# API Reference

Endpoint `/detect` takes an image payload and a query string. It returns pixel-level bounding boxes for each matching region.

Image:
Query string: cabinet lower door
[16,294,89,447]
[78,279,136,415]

* * * * *

*REQUIRED WORK*
Shift every bounding-box coordinate in the listing above by adding 121 to each number, then write out the whole listing again with every other line kept unchanged.

*WRITTEN RESPONSE*
# API Reference

Endpoint `/detect` takes an image payload and a query string. It returns pixel-level bounding boxes for each matching region.

Image:
Query string: cabinet lower door
[137,415,210,568]
[199,400,257,536]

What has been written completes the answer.